------ KUTIPAN TEKS ------

Badan iklim Eropa, Copernicus, baru saja mengumumkan bahwa rentetan rekor suhu panas global selama 13 bulan berturut-turut berakhir pada Juli 2024, seiring dengan selesainya fenomena El Nino. Meskipun suhu rata-rata bulan Juli tidak mencapai angka tertinggi yang tercatat pada tahun sebelumnya, para ilmuwan menegaskan bahwa ancaman perubahan iklim tetap signifikan. Suhu global tetap berada di level yang jauh di atas rata-rata masa pra-industri, menunjukkan bahwa tren pemanasan global masih berlanjut.
Mengapa Suhu Global Masih Tinggi Meski Rekor Panas Berakhir
Badan iklim Eropa, Copernicus, baru-baru ini mengumumkan bahwa rentetan 13 bulan berturut-turut dengan rekor suhu panas telah berakhir pada bulan Juli lalu, seiring dengan selesainya fenomena El Nino. Meskipun suhu rata-rata global pada Juli 2024 tidak melampaui suhu panas bulan Juli tahun lalu, para ilmuwan menekankan bahwa akhir dari rekor ini tidak mengubah bahaya yang ditimbulkan oleh krisis iklim.
Wakil Direktur Copernicus, Samantha Burgess, menegaskan dalam sebuah pernyataan pada hari Jumat (9/8) bahwa konteks iklim global tetap sama. “Iklim kita terus mengalami pemanasan,” ujar Burgess.
Menurut data Copernicus, suhu rata-rata global pada Juli 2024 tercatat pada 16,91 derajat Celsius. Meskipun angka ini menunjukkan peningkatan sebesar 0,68 derajat Celsius dibandingkan rata-rata suhu bulan Juli selama 30 tahun terakhir, suhu bulan ini sedikit lebih rendah dibandingkan bulan Juli tahun lalu. Meskipun demikian, Juli 2024 tetap tercatat sebagai bulan Juli terpanas kedua dan termasuk dalam daftar bulan terpanas secara keseluruhan. Bumi juga mengalami dua hari dengan suhu tertinggi dalam catatan sejarah, yaitu pada 22 dan 23 Juli, dengan suhu rata-rata mencapai sekitar 17,1 derajat Celsius.

------ DATA TERCATAT ------

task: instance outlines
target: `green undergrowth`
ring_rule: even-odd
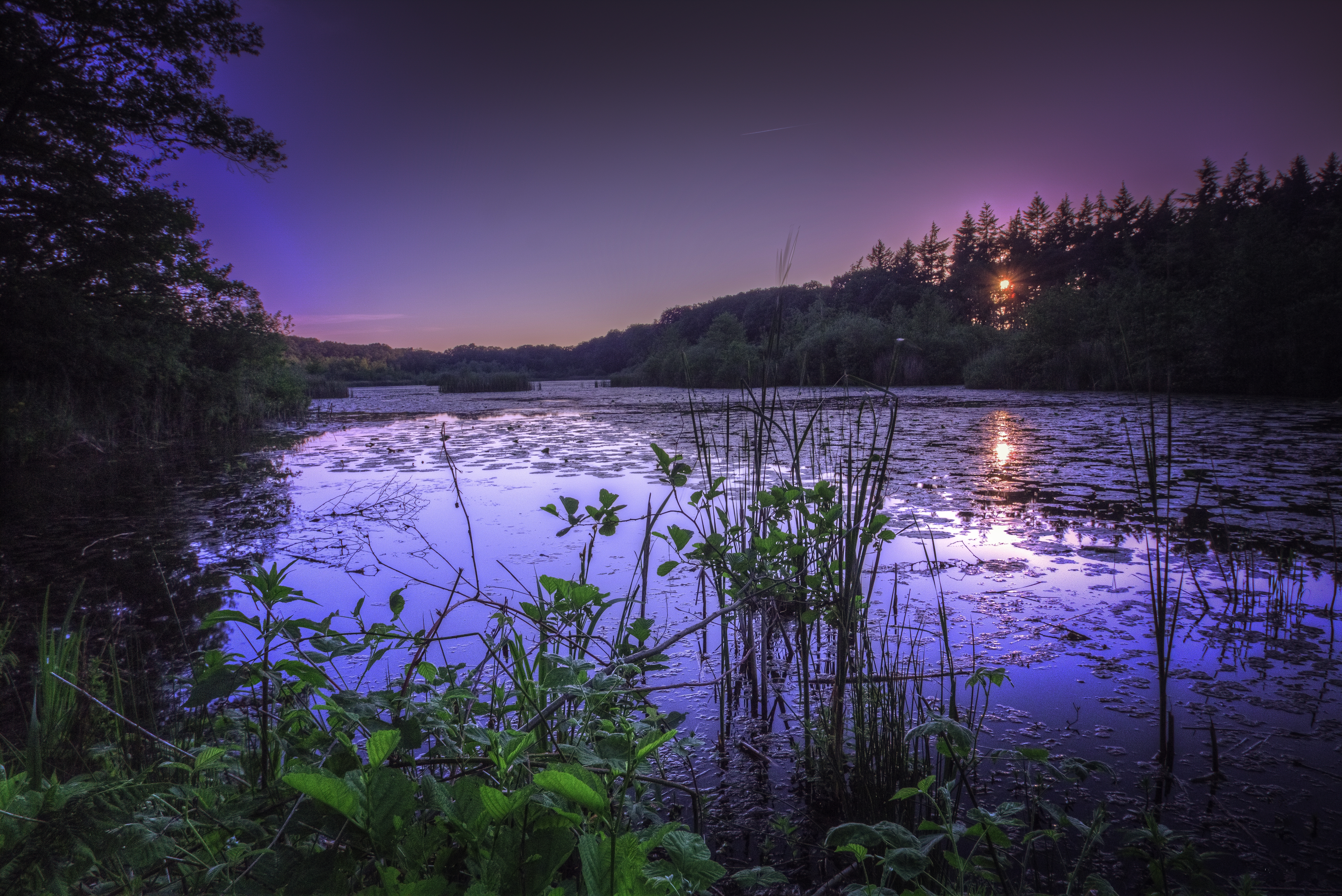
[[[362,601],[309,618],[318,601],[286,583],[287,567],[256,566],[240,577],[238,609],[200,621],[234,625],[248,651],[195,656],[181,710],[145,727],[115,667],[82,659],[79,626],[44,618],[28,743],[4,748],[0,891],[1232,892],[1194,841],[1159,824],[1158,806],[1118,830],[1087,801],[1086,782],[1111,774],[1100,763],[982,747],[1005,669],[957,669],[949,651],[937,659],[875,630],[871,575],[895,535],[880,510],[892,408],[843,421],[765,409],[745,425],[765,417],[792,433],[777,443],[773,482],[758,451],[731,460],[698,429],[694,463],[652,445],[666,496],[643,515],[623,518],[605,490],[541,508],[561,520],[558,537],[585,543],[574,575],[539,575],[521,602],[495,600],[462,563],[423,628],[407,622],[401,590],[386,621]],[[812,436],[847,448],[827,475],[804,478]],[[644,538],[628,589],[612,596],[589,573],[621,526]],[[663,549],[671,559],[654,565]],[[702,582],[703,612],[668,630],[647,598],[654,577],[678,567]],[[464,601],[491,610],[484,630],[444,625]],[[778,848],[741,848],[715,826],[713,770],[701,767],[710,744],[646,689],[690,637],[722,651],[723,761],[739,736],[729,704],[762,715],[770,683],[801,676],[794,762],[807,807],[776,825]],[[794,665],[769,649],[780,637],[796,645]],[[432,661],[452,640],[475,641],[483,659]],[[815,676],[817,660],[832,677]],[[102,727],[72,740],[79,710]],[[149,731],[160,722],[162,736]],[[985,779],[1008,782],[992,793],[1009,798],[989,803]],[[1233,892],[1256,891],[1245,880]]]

------

YANG HARUS DIKERJAKAN:
a) Sebutkan semua nilai suhu dalam derajat Celsius yang tercantum dalam kutipan tentang suhu global.
b) Tuliskan ulang bagian kutipan tentang suhu global mulai dari "Badan iklim Eropa, Copernicus, baru saja" sampai dengan "global masih berlanjut.", termasuk kata-kata terakhir itu.
Data ini diambil dari sumber yang berbeda.

JAWABAN PER TUGAS:
a) 16,91 derajat Celsius; 0,68 derajat Celsius; sekitar 17,1 derajat Celsius

b)
Badan iklim Eropa, Copernicus, baru saja mengumumkan bahwa rentetan rekor suhu panas global selama 13 bulan berturut-turut berakhir pada Juli 2024, seiring dengan selesainya fenomena El Nino. Meskipun suhu rata-rata bulan Juli tidak mencapai angka tertinggi yang tercatat pada tahun sebelumnya, para ilmuwan menegaskan bahwa ancaman perubahan iklim tetap signifikan. Suhu global tetap berada di level yang jauh di atas rata-rata masa pra-industri, menunjukkan bahwa tren pemanasan global masih berlanjut.